• _Task details_:
Omit all images, then return the remaining material exactly as it stands.

• _Excerpted data_:
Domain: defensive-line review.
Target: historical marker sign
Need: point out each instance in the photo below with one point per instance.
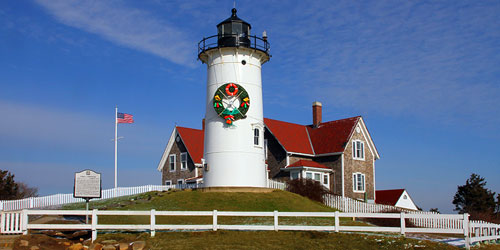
(87, 185)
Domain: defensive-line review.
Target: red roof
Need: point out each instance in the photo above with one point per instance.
(328, 137)
(388, 197)
(293, 137)
(193, 140)
(307, 163)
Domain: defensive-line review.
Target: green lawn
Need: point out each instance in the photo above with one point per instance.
(188, 200)
(274, 240)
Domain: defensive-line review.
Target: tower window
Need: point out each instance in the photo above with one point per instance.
(256, 137)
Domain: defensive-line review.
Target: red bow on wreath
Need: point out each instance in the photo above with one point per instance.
(229, 119)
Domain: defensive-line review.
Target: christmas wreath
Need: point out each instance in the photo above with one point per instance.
(231, 102)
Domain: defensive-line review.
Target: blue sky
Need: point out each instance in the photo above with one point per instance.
(425, 75)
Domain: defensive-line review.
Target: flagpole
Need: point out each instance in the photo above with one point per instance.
(116, 145)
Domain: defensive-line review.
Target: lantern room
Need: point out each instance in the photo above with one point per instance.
(233, 32)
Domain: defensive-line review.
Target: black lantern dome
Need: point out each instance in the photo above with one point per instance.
(233, 32)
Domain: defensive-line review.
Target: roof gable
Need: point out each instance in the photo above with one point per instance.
(307, 163)
(293, 137)
(332, 137)
(388, 197)
(193, 140)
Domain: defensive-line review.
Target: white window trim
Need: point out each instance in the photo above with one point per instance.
(184, 168)
(354, 149)
(170, 162)
(327, 185)
(355, 182)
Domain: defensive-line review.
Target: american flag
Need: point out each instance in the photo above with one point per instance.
(124, 118)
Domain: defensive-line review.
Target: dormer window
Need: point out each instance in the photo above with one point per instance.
(358, 150)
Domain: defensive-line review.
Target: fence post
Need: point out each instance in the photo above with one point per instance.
(153, 222)
(403, 223)
(2, 222)
(337, 221)
(215, 220)
(275, 220)
(94, 224)
(24, 221)
(465, 226)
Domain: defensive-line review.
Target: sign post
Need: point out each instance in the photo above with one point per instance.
(87, 186)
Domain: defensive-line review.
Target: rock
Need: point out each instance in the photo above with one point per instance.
(79, 233)
(138, 245)
(23, 243)
(77, 246)
(109, 242)
(95, 246)
(87, 242)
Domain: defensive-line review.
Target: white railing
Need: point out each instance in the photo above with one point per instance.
(276, 184)
(61, 199)
(473, 231)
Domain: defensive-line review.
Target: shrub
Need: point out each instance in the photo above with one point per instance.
(308, 188)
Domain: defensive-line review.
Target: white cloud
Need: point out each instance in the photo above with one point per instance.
(125, 26)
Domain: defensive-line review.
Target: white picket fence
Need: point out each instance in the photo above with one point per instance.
(61, 199)
(18, 222)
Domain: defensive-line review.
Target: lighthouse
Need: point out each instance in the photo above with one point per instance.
(234, 127)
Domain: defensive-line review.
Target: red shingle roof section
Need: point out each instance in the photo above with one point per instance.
(293, 137)
(306, 163)
(193, 140)
(388, 197)
(332, 137)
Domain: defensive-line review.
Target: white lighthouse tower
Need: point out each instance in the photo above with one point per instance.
(234, 126)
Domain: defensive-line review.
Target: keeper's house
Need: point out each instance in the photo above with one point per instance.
(340, 154)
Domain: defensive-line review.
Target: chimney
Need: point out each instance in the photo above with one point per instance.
(316, 114)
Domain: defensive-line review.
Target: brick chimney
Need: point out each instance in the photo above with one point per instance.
(316, 114)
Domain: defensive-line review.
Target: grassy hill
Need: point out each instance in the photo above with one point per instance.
(205, 201)
(188, 200)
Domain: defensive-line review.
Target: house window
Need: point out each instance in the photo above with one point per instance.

• _Complete response_:
Domain: defensive-line review.
Target: historical marker sign
Need: point out each instance in the photo below with one point per instance.
(87, 185)
Domain: defensive-line review.
Target: red roof
Need: point out each instance in the photo above with one point per instance.
(328, 137)
(388, 197)
(293, 137)
(193, 140)
(307, 163)
Domain: defensive-line review.
Target: green lawn
Need: point out each instance in the photo above with one point per instance.
(188, 200)
(274, 240)
Domain: defensive-line review.
Target: tower window
Need: point out each instance in the photo above with one point per instance.
(256, 137)
Domain: defensive-line review.
Target: red bow on wreath
Need: point out each instance in the photo above with one point per instance.
(229, 119)
Domain: defensive-line review.
Target: christmas wreath
Need: point out each instance in the photo above with one point per instance.
(231, 102)
Domain: defensive-line review.
Target: blue sky
Need: point out each instance in the photo above with one point per instance.
(425, 75)
Domain: defensive-line review.
Target: flagpole
Need: point out each instance in the photo above with one point per instance.
(116, 145)
Domain: defensive-line review.
Target: lantern room
Need: point out each instance in the photo above with one point per instance.
(233, 32)
Domain: defensive-line review.
Target: black lantern dome
Need: point out each instance in the photo above with one point per instance.
(233, 32)
Domain: defensive-line review.
Target: roof gable
Need: point out each instance in the photo above with one point per instance.
(307, 163)
(293, 137)
(332, 137)
(388, 197)
(193, 140)
Domain: defensive-line review.
Target: white window trim
Need: point out each instance in the photo above with one point per instance.
(184, 168)
(354, 149)
(170, 162)
(327, 185)
(355, 182)
Domain: defensive-line review.
Target: american flag
Need: point out each instance in the photo above with one point per instance.
(124, 118)
Domain: defensive-line review.
Target: dormer window
Need: point out each instance in the photo above with one point per instance.
(358, 150)
Domain: defensive-line review.
Target: fence post
Need: point out each instance in the photo above with one point per instance.
(153, 222)
(403, 223)
(2, 222)
(337, 221)
(215, 220)
(275, 220)
(94, 224)
(24, 221)
(465, 226)
Domain: defensive-line review.
Target: sign post
Need: point out each instance in the photo above with one point per instance.
(87, 186)
Domain: defensive-line review.
Target: rock
Need: point out each instance in the photo above with one point per instance.
(79, 233)
(138, 245)
(23, 243)
(77, 246)
(109, 242)
(95, 246)
(87, 242)
Domain: defensive-line review.
Target: white railing
Need: point out each instance in the photo above with one point per instance.
(276, 184)
(61, 199)
(473, 231)
Domain: defensive-line review.
Target: shrub
Need: point out each instance in the photo above with one point per instance.
(308, 188)
Domain: defensive-line review.
Target: white cloud
Need: point out each instance in the photo above with one point per instance.
(125, 26)
Domain: defensive-line review.
Target: white picket fence
Need: point out each instance in the photo above with one point per instance.
(61, 199)
(18, 222)
Domain: defensive-line review.
Target: lighthouse
Need: point out each instance in the photo above with one point per instance.
(234, 127)
Domain: defensive-line review.
Target: red shingle roof section
Need: point out each instance in the photo above with one point per instance.
(293, 137)
(306, 163)
(193, 140)
(388, 197)
(332, 137)
Domain: defensive-line review.
Target: white lighthouse tower
Need: point out each instance in the photo above with one point per instance.
(234, 126)
Domain: defensive-line review.
Target: keeper's house
Need: point out each instance in the photo above with one point per instance.
(340, 154)
Domain: defensive-line review.
Target: chimney
Need: point out each instance in the photo above with one point per instance.
(316, 114)
Domain: defensive-line review.
Target: brick chimney
Need: point out each instance in the photo above with one point per instance.
(316, 114)
Domain: defensive-line review.
Target: grassy hill
Need: point out each instance in the photo above with one point per instance.
(205, 201)
(188, 200)
Domain: defensive-line review.
Target: house window
Need: point out each instance in the photo above with one point per instance.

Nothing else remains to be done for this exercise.